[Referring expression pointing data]
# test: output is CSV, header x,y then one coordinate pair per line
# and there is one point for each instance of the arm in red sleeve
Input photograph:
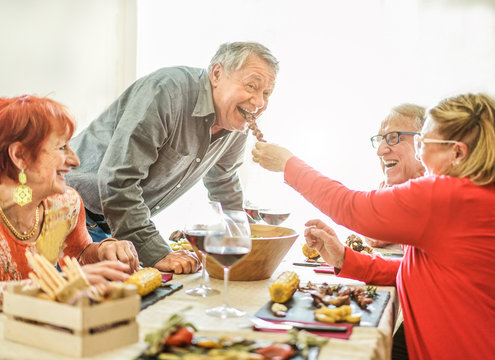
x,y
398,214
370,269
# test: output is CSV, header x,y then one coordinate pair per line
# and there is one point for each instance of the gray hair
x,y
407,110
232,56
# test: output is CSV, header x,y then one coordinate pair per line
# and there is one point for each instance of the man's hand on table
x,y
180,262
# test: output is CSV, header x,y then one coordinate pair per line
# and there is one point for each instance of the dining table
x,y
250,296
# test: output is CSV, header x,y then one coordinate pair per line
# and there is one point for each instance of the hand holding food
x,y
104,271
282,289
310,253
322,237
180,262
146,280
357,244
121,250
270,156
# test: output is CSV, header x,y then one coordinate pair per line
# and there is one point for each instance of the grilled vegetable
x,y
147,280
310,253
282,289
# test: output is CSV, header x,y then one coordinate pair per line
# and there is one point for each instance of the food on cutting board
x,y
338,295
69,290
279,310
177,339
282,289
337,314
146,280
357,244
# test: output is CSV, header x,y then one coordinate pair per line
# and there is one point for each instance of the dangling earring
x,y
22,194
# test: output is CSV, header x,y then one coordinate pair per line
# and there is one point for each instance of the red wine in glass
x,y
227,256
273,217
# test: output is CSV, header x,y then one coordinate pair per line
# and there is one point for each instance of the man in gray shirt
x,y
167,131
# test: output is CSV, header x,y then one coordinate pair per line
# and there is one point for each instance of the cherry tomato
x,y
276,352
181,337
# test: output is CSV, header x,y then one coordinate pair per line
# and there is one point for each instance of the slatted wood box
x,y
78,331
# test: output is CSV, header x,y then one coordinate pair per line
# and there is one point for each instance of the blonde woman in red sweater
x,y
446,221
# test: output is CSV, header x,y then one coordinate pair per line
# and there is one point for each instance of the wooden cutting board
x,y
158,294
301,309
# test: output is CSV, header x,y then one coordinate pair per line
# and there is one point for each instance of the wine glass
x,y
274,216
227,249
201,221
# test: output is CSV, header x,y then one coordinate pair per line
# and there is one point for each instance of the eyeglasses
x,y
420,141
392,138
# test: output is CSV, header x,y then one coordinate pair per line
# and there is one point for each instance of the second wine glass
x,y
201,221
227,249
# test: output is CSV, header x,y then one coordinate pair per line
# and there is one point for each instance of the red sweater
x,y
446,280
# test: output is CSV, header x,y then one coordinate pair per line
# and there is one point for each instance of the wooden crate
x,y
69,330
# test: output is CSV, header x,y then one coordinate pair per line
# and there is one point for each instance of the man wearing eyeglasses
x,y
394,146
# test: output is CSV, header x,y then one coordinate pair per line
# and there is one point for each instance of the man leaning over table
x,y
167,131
--
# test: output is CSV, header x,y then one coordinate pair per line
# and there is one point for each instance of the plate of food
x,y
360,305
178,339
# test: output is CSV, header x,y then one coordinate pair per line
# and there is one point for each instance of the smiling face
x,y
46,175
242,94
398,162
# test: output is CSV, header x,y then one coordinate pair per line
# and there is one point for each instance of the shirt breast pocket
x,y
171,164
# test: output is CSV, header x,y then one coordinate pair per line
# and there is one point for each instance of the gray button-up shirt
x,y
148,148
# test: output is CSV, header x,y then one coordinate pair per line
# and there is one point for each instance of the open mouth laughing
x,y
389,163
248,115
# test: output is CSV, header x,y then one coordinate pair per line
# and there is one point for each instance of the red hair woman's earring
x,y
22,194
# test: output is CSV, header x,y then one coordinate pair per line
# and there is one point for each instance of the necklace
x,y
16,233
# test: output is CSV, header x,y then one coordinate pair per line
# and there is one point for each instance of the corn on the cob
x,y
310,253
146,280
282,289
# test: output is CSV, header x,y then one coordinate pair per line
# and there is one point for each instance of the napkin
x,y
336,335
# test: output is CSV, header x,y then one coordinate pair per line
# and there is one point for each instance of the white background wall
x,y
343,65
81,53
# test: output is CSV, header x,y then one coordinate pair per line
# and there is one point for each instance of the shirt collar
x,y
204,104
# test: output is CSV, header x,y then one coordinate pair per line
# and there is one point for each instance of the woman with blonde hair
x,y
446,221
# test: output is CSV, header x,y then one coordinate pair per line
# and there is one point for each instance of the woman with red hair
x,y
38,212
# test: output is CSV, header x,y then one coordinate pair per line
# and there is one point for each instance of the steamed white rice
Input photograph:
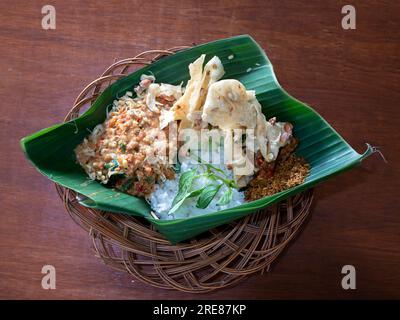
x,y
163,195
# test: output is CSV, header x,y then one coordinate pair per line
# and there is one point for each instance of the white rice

### [TASK REQUIREMENTS]
Lines containing the word "rice" are to be located in the entries and copied.

### [WRITTEN RESPONSE]
# and there is one point for each instance of the steamed white rice
# and there is one point for each instance of the white rice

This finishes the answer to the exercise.